Excerpts from location labeling data:
>>
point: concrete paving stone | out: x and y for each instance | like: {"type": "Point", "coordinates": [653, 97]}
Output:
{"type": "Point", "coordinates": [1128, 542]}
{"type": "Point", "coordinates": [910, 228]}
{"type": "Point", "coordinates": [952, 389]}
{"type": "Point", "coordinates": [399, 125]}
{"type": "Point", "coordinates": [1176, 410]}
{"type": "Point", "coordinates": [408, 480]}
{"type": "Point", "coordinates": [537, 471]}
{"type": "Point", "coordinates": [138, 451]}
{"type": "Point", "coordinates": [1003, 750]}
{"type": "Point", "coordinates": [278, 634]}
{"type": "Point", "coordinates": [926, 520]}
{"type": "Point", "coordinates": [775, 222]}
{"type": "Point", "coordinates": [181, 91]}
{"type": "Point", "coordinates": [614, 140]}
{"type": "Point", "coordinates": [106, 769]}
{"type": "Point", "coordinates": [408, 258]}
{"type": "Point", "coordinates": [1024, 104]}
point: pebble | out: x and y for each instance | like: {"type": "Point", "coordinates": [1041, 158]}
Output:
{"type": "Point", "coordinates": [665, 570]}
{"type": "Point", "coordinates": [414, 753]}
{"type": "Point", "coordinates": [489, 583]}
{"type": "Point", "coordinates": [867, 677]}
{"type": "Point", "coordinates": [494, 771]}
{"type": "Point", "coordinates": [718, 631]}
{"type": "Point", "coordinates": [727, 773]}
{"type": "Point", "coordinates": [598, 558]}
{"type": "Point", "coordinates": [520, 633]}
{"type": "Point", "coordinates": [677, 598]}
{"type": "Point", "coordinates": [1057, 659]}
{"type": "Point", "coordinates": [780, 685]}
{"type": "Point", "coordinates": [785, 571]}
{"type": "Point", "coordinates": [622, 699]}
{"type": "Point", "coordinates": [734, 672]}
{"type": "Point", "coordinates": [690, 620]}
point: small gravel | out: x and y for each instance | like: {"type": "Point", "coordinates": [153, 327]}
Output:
<<
▶ Required work:
Reproduce every one of the entries above word for word, without changing anything.

▶ Solved exercise:
point: concrete paving stone | out: x and y for each instance | like: {"type": "Point", "coordinates": [653, 97]}
Output:
{"type": "Point", "coordinates": [1128, 542]}
{"type": "Point", "coordinates": [910, 228]}
{"type": "Point", "coordinates": [952, 389]}
{"type": "Point", "coordinates": [399, 125]}
{"type": "Point", "coordinates": [1176, 410]}
{"type": "Point", "coordinates": [408, 480]}
{"type": "Point", "coordinates": [537, 471]}
{"type": "Point", "coordinates": [138, 451]}
{"type": "Point", "coordinates": [1003, 750]}
{"type": "Point", "coordinates": [278, 634]}
{"type": "Point", "coordinates": [926, 520]}
{"type": "Point", "coordinates": [775, 222]}
{"type": "Point", "coordinates": [181, 91]}
{"type": "Point", "coordinates": [614, 140]}
{"type": "Point", "coordinates": [106, 769]}
{"type": "Point", "coordinates": [408, 258]}
{"type": "Point", "coordinates": [1024, 104]}
point: pebble | out: x and y for each instance | like: {"type": "Point", "coordinates": [1041, 158]}
Output:
{"type": "Point", "coordinates": [665, 570]}
{"type": "Point", "coordinates": [414, 753]}
{"type": "Point", "coordinates": [489, 583]}
{"type": "Point", "coordinates": [867, 677]}
{"type": "Point", "coordinates": [494, 771]}
{"type": "Point", "coordinates": [718, 631]}
{"type": "Point", "coordinates": [727, 773]}
{"type": "Point", "coordinates": [598, 558]}
{"type": "Point", "coordinates": [520, 633]}
{"type": "Point", "coordinates": [677, 598]}
{"type": "Point", "coordinates": [1057, 659]}
{"type": "Point", "coordinates": [780, 685]}
{"type": "Point", "coordinates": [785, 571]}
{"type": "Point", "coordinates": [622, 699]}
{"type": "Point", "coordinates": [734, 672]}
{"type": "Point", "coordinates": [690, 620]}
point: small gravel | out: x and y for each instance | like: {"type": "Point", "coordinates": [153, 327]}
Output:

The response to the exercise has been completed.